* _DOCUMENT_
"""
Yeah, that is also a current bug in bugzilla, local pointers to local closures should not trigger heap allocations.
September 21, 2009
On Mon, Sep 21, 2009 at 12:53 PM, Jeremie Pelletier <jeremiep@gmail.com> wrote:
>>> Right now the compiler makes a temporary copy of referenced parameters on the stack, calls the function with a pointer to the stack copy, and once the function returns copies the modified temporary back to its original location. This is quite considerable overhead.
>>
>> Are you sure this is true?  I don't have a d2 compiler right now, but that sounds like a *huge* step in the wrong direction.  D1 does not do this (tested dmd 1.046).
>
> Yeah I started a thread about that a few months ago in digitalmars.D, its something that's on the bugzilla I believe.

I think this is the only bugzilla bug about speed of reference parameters: http://d.puremagic.com/issues/show_bug.cgi?id=2008

It does not mention the copying issue in D2 you talk about, only lack of inlining in D1 and D2.  But I think the asm code posted there may be doing that copying.  Not a big ASM guru though.

To anyone who thinks that poor optimization of ref args is an important issue: please vote for the bug!

--bb
September 21, 2009
On Mon, 21 Sep 2009 16:29:11 -0400, Bill Baxter <wbaxter@gmail.com> wrote:

> On Mon, Sep 21, 2009 at 12:53 PM, Jeremie Pelletier <jeremiep@gmail.com> wrote:
>>>> Right now the compiler makes a temporary copy of referenced parameters on
>>>> the stack, calls the function with a pointer to the stack copy, and once the
>>>> function returns copies the modified temporary back to its original
>>>> location. This is quite considerable overhead.
"""
[Bounding box annotation entries]
"""
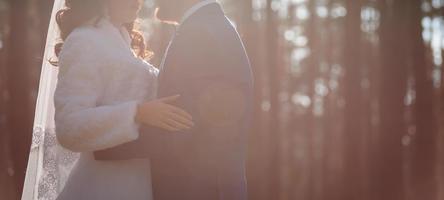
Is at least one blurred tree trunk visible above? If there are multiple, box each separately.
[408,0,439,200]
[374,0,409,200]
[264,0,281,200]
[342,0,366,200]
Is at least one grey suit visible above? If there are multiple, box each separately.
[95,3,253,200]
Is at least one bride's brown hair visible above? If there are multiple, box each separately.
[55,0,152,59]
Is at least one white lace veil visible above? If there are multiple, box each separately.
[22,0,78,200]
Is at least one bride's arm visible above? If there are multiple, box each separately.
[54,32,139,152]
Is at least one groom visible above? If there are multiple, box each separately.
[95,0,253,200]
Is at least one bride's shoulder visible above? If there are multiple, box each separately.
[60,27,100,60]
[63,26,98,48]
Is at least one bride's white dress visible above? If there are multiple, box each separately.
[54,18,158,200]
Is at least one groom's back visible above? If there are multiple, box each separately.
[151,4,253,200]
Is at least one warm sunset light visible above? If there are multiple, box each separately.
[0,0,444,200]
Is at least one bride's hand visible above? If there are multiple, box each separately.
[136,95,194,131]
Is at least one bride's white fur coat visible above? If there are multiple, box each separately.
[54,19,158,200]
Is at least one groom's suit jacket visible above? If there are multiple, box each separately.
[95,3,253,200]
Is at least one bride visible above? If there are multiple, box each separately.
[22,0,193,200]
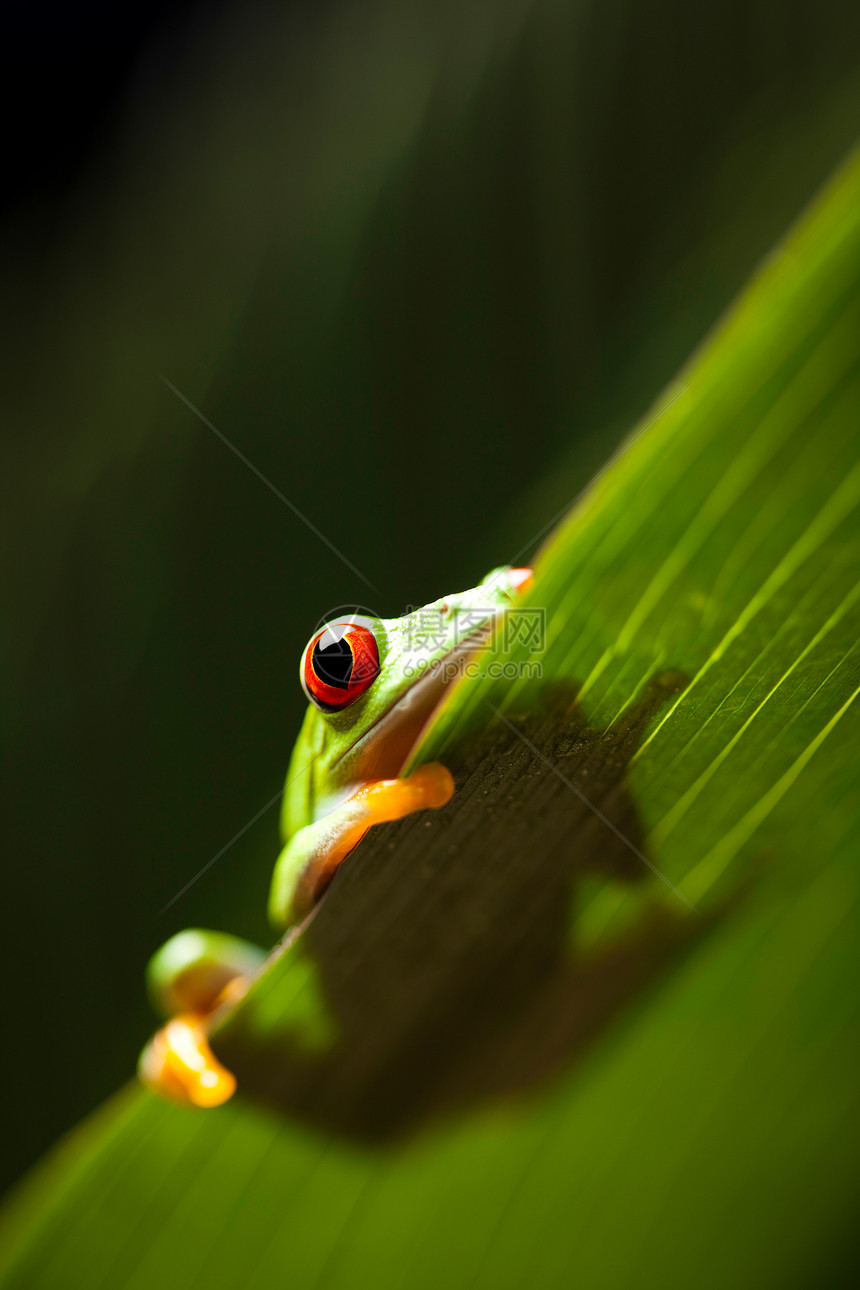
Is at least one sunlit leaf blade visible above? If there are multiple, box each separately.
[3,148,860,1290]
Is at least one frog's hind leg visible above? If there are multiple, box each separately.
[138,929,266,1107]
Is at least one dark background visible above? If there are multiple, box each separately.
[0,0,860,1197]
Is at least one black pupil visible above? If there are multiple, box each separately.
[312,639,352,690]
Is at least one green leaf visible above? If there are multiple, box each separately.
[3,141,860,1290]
"""
* _EXERCISE_
Please carry on the forum thread about reference parameter overhead in the D compiler, starting right after its last line.

* _REPLY_
>>>
>>> Are you sure this is true?  I don't have a d2 compiler right now, but that
>>> sounds like a *huge* step in the wrong direction.  D1 does not do this
>>> (tested dmd 1.046).
>>
>> Yeah I started a thread about that a few months ago in digitalmars.D, its
>> something that's on the bugzilla I believe.
>
> I think this is the only bugzilla bug about speed of reference parameters:
> http://d.puremagic.com/issues/show_bug.cgi?id=2008
>
> It does not mention the copying issue in D2 you talk about, only lack
> of inlining in D1 and D2.  But I think the asm code posted there may
> be doing that copying.  Not a big ASM guru though.

I don't think it's doing that.  I think it's pushing the pointers onto the stack (as expected).

I'm also not an asm guru :)

Note that some of the assembler instructions at the beginning of the function are to initialize the variables a and b to 0.

Here is my test code, and relevant asm output (dmd 1.046, no inline or release), note the void initialization to prevent the initializing of the structure before passing:


struct S
{
    int x;
    int y;
    int z;
}

void foo(ref S s)
{
    s.x = 5;
    s.y = 6;
    s.z = 7;
}

void main()
{
    S s = void;
    foo(s);
}

_D6testme3fooFKS6testme1SZv:
		push	EBP
		mov	EBP,ESP
		mov	dword ptr [EAX],5
		mov	dword ptr 4[EAX],6
		mov	dword ptr 8[EAX],7
		pop	EBP
		ret
		nop
		nop
		nop
.text._D6testme3fooFKS6testme1SZv	ends

...

_Dmain:
		push	EBP
		mov	EBP,ESP
		sub	ESP,0Ch
		lea	EAX,-0Ch[EBP] ; I think this puts the pointer into the EAX register for the call
		call	near ptr _D6testme3fooFKS6testme1SZv@PC32
		xor	EAX,EAX
		leave
		ret
.text._Dmain	ends


-Steve
September 22, 2009
Jeremie Pelletier wrote:

> You cannot have static array be ref or out. You must use int[] arr instead and let the caller specify the length.
>
> Array in D are already references to their data, it's a 8bytes (or 16bytes on x64) value containing a pointer and a length.

Ok, this I got correct :)

>So the following prototype: void func(<none>/in/ref/out int[] arr);
>
> would have the following semantics:
>
> "<none>" copies the array reference, the referenced data is mutable. Modifying the local reference does not change the caller's reference.

Modifying the local referenced data does not change the caller's referenced
data.
So only if the referenced data is mutated, a copy will be made?
Test seems to back this up.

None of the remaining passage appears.